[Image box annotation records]
####

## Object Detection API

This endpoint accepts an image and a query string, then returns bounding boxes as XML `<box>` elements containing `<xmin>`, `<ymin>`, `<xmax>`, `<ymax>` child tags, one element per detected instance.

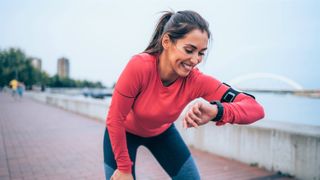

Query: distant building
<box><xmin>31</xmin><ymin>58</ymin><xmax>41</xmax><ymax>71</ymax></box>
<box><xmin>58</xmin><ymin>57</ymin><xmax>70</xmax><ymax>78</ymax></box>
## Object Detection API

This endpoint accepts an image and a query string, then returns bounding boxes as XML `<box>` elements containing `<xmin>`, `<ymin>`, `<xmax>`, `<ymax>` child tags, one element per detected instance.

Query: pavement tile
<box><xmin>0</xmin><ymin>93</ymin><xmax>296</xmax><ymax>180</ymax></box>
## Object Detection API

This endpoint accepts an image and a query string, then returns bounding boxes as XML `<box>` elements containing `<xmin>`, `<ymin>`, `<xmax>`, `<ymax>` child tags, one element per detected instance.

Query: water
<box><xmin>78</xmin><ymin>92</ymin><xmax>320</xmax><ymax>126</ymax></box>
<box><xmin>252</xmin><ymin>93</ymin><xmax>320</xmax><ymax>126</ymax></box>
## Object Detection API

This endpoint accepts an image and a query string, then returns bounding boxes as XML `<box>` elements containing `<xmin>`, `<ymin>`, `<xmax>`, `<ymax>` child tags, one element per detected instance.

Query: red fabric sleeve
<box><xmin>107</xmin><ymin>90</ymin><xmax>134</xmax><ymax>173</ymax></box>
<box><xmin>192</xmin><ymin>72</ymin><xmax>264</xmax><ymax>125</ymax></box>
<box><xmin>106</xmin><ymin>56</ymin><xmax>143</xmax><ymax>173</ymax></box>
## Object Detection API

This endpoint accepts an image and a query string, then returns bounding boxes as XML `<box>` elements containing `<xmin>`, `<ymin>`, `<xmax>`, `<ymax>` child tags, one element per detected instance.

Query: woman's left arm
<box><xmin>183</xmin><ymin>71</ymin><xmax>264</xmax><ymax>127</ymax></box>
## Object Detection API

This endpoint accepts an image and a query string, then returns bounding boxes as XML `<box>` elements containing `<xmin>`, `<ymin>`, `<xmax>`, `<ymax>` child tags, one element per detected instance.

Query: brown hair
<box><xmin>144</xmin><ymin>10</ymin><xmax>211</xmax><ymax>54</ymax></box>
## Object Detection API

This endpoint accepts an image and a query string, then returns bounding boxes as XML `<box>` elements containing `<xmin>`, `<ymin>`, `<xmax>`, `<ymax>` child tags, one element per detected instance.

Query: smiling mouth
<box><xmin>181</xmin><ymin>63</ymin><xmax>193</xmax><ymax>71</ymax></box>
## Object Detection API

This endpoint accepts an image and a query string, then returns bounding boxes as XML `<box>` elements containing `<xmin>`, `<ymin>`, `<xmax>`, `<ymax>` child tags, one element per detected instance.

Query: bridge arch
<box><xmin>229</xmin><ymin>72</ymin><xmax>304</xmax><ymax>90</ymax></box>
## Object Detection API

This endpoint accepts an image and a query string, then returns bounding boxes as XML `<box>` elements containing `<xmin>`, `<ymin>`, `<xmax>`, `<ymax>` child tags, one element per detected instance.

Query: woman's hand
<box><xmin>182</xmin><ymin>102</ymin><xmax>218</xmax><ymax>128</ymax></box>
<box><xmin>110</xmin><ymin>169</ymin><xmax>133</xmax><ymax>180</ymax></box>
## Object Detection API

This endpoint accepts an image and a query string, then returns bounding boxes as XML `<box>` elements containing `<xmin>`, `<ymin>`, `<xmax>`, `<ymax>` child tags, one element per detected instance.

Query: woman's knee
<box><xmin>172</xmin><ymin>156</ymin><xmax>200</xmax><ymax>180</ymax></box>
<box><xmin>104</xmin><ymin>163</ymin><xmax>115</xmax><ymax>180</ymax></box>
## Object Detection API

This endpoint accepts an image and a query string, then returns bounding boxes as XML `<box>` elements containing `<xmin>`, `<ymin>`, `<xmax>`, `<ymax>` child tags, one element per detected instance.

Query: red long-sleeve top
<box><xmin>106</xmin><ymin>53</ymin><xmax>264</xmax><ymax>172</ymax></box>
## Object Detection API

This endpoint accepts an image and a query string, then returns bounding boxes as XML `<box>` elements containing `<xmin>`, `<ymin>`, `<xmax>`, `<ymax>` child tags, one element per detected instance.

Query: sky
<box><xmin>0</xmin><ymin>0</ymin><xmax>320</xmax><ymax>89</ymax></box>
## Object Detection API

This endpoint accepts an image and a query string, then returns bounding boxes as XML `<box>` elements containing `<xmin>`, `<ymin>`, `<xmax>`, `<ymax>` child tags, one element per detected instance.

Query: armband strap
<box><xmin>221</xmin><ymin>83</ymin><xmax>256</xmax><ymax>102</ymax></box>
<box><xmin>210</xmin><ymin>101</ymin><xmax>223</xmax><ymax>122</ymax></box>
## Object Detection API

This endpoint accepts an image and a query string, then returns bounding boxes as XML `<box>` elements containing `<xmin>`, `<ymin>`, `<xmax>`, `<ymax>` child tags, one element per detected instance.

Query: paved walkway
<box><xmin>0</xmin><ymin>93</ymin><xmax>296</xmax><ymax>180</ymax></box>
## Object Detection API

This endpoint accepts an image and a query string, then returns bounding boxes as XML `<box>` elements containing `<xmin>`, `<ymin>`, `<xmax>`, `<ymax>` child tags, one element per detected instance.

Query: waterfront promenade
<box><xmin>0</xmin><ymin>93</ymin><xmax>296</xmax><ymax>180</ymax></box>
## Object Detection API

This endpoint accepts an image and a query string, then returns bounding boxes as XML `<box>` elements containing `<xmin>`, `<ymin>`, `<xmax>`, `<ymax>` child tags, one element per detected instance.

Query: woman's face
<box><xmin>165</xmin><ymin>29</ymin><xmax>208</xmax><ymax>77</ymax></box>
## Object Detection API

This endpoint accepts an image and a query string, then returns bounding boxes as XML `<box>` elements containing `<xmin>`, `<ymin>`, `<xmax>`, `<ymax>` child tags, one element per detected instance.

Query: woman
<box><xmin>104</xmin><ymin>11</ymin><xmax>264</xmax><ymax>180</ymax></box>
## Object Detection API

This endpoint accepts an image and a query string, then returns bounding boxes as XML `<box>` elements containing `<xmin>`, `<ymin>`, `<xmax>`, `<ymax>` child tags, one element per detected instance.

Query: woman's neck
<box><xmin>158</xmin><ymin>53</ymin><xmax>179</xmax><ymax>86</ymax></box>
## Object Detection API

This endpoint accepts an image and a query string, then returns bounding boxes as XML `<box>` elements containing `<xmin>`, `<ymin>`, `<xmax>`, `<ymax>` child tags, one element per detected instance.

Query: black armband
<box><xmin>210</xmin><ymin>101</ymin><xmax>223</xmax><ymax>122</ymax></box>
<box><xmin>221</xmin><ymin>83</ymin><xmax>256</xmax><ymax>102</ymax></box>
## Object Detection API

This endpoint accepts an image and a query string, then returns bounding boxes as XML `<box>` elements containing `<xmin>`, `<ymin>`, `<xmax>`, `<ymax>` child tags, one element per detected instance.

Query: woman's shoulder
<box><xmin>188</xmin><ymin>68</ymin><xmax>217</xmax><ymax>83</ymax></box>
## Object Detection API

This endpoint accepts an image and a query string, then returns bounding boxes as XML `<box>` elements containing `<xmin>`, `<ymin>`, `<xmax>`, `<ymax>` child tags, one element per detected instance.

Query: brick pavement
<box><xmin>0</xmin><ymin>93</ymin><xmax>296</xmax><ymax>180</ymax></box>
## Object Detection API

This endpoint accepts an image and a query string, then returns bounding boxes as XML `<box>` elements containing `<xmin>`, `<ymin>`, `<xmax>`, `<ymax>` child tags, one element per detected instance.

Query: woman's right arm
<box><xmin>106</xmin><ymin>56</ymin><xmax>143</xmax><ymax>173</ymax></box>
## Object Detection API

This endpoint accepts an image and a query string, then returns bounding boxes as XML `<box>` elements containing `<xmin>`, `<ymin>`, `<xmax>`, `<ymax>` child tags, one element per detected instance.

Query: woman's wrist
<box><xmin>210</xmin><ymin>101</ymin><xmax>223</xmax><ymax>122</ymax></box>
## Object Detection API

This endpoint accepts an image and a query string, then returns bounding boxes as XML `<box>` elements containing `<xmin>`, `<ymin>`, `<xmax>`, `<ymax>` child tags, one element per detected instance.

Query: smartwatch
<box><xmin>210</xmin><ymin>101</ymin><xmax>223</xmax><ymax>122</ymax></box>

####

What you will do: Which lines in the records contain the string "pavement"? Find each one and copy it out.

Exercise response:
Query: pavement tile
Query: brick pavement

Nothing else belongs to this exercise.